▸ Haz esto:
Da formato de tabla Markdown al tramo del material que empieza en la línea que contiene "Keypoint placement: for each instance of the house with red" y termina en la que contiene "(1066, 760)", ambas incluidas. Usa las columnas Fila, con el número de fila, y Línea, con el texto de la línea, y omite las líneas en blanco.
┏━━
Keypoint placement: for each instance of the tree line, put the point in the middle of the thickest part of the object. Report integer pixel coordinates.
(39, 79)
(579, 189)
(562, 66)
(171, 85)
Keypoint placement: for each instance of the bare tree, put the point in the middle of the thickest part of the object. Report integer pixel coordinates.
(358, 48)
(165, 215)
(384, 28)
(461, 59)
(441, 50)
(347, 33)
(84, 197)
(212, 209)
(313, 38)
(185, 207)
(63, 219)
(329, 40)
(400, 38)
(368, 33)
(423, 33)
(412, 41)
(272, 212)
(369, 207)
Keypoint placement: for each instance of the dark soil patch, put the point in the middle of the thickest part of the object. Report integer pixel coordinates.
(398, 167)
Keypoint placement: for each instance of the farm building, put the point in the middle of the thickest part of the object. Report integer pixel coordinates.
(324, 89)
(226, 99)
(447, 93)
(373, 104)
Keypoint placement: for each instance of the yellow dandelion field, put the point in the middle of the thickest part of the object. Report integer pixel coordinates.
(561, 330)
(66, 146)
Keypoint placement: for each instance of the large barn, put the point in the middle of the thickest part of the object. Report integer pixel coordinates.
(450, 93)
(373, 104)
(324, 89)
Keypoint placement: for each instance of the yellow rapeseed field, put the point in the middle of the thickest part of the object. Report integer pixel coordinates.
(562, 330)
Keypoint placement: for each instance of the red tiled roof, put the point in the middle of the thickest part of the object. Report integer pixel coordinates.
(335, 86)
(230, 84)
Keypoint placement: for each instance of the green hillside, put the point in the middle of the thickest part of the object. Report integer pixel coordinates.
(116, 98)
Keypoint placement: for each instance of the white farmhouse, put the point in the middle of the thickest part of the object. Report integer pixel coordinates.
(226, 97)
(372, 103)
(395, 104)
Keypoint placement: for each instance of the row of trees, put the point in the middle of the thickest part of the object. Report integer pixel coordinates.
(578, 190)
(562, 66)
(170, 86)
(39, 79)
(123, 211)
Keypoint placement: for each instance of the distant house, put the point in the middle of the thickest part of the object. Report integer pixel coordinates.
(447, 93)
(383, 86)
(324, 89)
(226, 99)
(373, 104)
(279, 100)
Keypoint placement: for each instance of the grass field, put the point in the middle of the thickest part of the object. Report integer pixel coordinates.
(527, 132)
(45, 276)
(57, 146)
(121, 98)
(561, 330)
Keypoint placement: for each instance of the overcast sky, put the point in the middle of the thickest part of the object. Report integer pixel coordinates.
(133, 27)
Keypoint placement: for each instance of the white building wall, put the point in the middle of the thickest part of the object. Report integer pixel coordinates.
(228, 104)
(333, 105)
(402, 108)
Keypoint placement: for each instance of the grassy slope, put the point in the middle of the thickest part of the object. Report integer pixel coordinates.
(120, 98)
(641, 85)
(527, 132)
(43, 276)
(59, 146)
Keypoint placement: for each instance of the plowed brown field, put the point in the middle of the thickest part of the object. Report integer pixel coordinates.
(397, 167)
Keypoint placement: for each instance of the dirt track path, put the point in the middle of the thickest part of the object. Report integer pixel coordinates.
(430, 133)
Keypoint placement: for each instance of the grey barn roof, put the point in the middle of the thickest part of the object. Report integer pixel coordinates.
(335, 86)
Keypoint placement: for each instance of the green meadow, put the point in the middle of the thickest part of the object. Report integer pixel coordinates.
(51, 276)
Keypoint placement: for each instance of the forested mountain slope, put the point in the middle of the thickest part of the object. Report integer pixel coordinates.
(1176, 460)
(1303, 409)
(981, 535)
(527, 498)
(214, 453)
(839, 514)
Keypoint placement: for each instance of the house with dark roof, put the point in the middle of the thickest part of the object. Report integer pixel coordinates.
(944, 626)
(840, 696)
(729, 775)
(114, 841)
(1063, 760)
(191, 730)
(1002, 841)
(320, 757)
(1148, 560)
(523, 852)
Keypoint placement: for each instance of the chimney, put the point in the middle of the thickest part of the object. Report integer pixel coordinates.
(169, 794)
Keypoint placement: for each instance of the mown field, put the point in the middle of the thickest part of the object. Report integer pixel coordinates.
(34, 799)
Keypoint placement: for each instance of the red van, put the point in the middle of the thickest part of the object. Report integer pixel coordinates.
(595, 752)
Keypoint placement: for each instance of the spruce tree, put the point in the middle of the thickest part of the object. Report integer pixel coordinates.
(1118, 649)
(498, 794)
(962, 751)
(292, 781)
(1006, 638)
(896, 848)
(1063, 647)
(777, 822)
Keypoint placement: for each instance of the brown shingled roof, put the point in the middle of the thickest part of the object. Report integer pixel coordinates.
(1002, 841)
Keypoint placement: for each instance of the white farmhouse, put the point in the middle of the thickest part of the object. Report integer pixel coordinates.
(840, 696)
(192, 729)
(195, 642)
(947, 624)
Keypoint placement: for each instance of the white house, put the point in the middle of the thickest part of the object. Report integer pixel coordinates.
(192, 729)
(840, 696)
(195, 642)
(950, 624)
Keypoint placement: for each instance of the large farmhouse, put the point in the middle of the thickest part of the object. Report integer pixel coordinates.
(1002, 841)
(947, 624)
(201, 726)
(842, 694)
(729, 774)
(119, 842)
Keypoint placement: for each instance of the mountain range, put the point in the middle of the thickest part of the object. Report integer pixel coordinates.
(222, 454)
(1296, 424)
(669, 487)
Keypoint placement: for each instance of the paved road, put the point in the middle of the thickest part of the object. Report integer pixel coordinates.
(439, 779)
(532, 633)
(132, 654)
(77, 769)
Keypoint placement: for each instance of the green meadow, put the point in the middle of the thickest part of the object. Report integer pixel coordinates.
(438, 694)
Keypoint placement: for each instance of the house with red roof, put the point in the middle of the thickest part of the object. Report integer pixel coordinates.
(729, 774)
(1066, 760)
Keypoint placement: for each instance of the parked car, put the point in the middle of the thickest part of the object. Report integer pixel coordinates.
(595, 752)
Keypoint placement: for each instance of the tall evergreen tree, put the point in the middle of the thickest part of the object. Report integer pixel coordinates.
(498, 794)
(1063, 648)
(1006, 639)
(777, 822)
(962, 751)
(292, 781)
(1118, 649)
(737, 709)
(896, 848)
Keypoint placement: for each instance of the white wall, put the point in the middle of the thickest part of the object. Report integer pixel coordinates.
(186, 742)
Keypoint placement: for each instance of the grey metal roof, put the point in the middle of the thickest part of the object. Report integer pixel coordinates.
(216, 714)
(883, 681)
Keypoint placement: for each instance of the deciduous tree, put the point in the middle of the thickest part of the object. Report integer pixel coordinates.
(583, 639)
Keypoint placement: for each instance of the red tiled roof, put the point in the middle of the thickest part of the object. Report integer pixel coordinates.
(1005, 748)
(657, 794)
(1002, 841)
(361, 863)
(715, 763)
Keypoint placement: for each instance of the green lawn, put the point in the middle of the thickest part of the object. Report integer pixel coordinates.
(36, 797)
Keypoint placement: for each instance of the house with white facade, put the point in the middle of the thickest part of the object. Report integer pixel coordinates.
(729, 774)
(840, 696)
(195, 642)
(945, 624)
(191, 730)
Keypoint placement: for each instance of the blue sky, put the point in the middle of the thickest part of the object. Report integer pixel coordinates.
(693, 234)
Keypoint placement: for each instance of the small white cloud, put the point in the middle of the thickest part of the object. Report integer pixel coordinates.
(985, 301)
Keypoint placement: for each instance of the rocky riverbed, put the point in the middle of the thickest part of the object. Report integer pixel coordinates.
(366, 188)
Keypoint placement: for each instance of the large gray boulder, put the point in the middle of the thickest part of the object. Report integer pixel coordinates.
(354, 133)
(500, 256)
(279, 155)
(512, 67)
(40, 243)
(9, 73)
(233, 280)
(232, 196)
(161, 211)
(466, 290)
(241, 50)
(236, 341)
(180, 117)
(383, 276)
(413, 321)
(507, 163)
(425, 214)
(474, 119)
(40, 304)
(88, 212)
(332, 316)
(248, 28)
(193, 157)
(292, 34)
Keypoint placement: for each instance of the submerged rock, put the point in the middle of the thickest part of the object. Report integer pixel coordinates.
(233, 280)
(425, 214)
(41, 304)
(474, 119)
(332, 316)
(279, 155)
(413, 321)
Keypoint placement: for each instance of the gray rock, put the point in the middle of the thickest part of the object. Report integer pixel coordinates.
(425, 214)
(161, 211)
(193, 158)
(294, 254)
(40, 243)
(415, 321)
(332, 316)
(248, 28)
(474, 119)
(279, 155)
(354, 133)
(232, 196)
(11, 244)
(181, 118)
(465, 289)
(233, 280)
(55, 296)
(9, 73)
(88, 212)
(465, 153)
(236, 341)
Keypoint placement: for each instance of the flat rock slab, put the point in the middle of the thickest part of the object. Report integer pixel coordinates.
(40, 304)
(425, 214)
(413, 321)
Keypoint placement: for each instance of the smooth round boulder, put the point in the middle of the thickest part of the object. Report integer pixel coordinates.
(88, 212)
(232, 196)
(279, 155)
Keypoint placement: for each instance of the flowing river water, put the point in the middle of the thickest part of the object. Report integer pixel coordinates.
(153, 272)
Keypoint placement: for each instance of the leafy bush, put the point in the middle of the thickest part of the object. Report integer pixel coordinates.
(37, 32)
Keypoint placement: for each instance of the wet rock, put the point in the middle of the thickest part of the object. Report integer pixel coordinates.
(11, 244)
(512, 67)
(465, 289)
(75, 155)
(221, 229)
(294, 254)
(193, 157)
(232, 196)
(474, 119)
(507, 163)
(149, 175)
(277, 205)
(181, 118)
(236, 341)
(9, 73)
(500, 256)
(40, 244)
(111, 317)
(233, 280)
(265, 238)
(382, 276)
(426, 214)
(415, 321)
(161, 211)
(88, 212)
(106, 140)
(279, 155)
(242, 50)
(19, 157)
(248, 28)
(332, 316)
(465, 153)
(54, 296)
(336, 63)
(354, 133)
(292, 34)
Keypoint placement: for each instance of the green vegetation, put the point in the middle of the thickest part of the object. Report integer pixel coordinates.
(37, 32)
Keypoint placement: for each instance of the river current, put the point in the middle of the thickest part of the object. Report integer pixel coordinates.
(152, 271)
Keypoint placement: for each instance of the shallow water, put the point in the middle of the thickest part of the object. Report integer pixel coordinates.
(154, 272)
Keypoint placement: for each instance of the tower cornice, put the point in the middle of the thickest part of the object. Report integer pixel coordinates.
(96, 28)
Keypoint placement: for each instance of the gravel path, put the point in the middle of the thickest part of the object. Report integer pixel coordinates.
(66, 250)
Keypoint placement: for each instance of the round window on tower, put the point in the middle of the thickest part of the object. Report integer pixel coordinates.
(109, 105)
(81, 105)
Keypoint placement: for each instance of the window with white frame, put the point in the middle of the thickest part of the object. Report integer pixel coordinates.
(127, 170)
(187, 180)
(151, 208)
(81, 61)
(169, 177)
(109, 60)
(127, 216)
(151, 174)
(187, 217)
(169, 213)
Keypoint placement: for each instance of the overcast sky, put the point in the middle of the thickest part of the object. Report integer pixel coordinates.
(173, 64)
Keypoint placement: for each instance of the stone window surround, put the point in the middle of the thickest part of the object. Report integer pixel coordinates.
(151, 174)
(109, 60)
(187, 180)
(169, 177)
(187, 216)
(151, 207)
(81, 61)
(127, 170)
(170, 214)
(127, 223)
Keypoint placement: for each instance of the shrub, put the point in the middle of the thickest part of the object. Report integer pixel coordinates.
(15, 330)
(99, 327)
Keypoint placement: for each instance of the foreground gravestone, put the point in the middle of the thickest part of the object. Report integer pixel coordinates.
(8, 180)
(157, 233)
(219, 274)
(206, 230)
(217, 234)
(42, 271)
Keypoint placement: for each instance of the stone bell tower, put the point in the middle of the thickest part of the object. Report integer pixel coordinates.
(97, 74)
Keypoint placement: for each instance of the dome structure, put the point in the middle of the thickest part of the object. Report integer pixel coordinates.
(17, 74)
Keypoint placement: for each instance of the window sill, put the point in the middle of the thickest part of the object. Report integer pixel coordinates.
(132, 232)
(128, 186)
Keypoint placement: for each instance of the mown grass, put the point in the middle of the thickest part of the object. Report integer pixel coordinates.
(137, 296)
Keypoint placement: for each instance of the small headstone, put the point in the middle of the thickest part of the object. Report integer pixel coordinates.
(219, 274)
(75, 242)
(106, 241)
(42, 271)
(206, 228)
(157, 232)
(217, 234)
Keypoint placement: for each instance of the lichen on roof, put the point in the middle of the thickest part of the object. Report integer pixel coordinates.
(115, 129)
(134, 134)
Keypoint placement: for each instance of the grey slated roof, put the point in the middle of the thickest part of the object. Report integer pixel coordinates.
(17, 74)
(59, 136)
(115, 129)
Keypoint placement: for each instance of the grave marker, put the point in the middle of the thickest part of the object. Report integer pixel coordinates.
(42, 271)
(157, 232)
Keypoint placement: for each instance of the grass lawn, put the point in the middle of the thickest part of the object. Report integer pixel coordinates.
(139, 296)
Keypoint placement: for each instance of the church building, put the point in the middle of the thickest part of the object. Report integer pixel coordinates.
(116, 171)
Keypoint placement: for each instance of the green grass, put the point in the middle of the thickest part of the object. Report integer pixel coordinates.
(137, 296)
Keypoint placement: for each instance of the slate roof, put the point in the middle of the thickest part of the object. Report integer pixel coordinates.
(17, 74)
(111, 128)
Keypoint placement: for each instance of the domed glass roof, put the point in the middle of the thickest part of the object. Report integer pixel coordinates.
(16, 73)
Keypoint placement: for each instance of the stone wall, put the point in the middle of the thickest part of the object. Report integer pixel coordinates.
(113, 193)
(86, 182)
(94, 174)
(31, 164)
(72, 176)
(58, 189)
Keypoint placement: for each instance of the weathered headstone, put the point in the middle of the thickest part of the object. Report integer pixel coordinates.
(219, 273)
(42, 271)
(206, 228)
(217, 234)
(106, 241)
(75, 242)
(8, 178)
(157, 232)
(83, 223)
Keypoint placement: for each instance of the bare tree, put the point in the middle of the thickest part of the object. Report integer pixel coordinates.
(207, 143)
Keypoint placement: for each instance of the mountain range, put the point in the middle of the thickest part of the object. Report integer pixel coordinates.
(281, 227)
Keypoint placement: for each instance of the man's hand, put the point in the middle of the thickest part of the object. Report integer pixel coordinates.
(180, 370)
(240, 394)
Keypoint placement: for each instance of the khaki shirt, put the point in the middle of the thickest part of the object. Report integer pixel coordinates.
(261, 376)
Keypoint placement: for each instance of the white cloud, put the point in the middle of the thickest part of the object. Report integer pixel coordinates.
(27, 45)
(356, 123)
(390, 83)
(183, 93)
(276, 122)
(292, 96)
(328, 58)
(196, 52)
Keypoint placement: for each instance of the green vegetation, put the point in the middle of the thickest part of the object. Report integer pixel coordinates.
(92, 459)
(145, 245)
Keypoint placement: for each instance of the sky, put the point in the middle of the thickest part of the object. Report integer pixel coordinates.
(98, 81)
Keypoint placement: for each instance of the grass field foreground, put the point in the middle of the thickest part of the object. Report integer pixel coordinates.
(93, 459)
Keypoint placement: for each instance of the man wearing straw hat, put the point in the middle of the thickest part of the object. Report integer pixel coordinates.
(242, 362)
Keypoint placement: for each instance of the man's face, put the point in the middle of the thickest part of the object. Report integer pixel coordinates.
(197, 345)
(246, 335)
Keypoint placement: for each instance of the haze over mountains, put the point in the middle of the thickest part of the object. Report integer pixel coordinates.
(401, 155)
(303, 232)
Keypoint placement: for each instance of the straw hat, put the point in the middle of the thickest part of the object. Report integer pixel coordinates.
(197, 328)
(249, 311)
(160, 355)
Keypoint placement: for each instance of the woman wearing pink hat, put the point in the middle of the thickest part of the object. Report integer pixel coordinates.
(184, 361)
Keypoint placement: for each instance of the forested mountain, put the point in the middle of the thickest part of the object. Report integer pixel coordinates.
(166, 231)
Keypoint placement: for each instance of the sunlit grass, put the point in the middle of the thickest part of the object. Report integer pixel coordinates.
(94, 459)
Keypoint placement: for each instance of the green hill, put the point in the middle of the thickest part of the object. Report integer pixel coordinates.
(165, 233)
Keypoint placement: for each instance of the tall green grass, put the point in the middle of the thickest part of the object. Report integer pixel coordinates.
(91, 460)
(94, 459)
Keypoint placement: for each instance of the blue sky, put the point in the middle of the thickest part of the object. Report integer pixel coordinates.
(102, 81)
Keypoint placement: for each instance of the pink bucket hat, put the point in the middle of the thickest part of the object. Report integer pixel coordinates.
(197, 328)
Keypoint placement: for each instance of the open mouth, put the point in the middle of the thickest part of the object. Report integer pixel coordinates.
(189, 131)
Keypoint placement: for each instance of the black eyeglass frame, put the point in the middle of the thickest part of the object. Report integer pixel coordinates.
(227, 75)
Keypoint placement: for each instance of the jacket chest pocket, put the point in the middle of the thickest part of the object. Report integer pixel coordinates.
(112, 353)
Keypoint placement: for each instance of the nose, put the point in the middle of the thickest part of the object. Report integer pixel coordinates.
┗━━
▸ Solución:
| Fila | Línea |
|---|---|
| 1 | Keypoint placement: for each instance of the house with red roof, put the point in the middle of the thickest part of the object. Report integer pixel coordinates. |
| 2 | (729, 774) |
| 3 | (1066, 760) |